Task instructions
1) Name every person the passage about Gateway Academy lists as sharing a diagnosis of Asperger's with the school's students.
2) Reproduce a section of the passage about Gateway Academy word for word, starting with "Alex Sikorski, is" and ending after "Empowerment Scholarship Accounts.".

Text shown
########################################

Alex Sikorski, is graduating as Valedictorian from Gateway Academy in Phoenix. Sikorski is a National Honor Society student and is headed to Grand Canyon University. Gateway Academy is a nationally recognized K-12 school specializing in academically bright children with Asperger’s Syndrome and high-functioning Autism. Almost all of Gateway’s students — who join the likes of Dan Aykroyd, Howard Hughes, Satoshi Tajiri (the creator of Pokemon) and Bill Gates in having Asperger’s — go onto college and other post-secondary schools.

Gateway Academy’s students have gone onto to Arizona State University, Grand Canyon University, community colleges as well as music, theology and culinary schools.  But Sikorski and other Gateway graduates might not be on their future paths without Arizona’s Empowerment Scholarship Accounts.

########################################

Given information
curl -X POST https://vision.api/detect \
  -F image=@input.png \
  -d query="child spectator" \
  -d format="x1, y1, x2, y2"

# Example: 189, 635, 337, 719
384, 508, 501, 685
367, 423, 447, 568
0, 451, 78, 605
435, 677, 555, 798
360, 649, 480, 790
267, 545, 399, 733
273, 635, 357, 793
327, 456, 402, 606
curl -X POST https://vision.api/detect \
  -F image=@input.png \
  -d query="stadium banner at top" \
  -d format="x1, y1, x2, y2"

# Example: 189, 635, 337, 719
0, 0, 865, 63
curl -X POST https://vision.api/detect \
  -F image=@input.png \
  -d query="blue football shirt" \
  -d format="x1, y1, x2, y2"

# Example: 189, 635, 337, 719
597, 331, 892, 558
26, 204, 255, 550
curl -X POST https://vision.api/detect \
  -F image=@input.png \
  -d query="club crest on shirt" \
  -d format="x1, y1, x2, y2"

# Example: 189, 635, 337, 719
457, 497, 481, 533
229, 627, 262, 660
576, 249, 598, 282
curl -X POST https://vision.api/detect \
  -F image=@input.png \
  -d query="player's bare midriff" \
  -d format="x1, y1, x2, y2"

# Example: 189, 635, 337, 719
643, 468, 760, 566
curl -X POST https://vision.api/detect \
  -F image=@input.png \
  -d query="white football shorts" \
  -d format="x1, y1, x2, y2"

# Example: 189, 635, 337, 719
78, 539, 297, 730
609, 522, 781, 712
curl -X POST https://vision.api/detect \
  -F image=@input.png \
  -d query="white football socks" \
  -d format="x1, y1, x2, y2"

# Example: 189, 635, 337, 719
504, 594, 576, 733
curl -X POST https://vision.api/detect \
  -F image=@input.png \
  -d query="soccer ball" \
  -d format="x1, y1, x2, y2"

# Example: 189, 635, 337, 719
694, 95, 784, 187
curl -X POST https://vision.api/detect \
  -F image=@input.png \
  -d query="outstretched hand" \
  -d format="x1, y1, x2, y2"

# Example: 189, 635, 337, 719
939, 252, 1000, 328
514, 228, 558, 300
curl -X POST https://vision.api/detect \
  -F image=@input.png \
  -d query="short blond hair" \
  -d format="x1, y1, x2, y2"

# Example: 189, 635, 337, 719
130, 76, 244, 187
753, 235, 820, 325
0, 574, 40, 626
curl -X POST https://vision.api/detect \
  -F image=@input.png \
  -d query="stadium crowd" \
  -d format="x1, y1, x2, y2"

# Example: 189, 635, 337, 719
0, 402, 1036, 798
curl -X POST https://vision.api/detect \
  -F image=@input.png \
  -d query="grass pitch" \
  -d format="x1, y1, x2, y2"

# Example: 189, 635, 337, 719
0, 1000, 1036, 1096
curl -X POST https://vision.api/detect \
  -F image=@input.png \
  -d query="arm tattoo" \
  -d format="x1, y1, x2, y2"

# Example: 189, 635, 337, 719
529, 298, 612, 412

########################################

Answers to the exercise
1) Dan Aykroyd, Howard Hughes, Satoshi Tajiri, Bill Gates

2)
Alex Sikorski, is graduating as Valedictorian from Gateway Academy in Phoenix. Sikorski is a National Honor Society student and is headed to Grand Canyon University. Gateway Academy is a nationally recognized K-12 school specializing in academically bright children with Asperger’s Syndrome and high-functioning Autism. Almost all of Gateway’s students — who join the likes of Dan Aykroyd, Howard Hughes, Satoshi Tajiri (the creator of Pokemon) and Bill Gates in having Asperger’s — go onto college and other post-secondary schools.

Gateway Academy’s students have gone onto to Arizona State University, Grand Canyon University, community colleges as well as music, theology and culinary schools.  But Sikorski and other Gateway graduates might not be on their future paths without Arizona’s Empowerment Scholarship Accounts.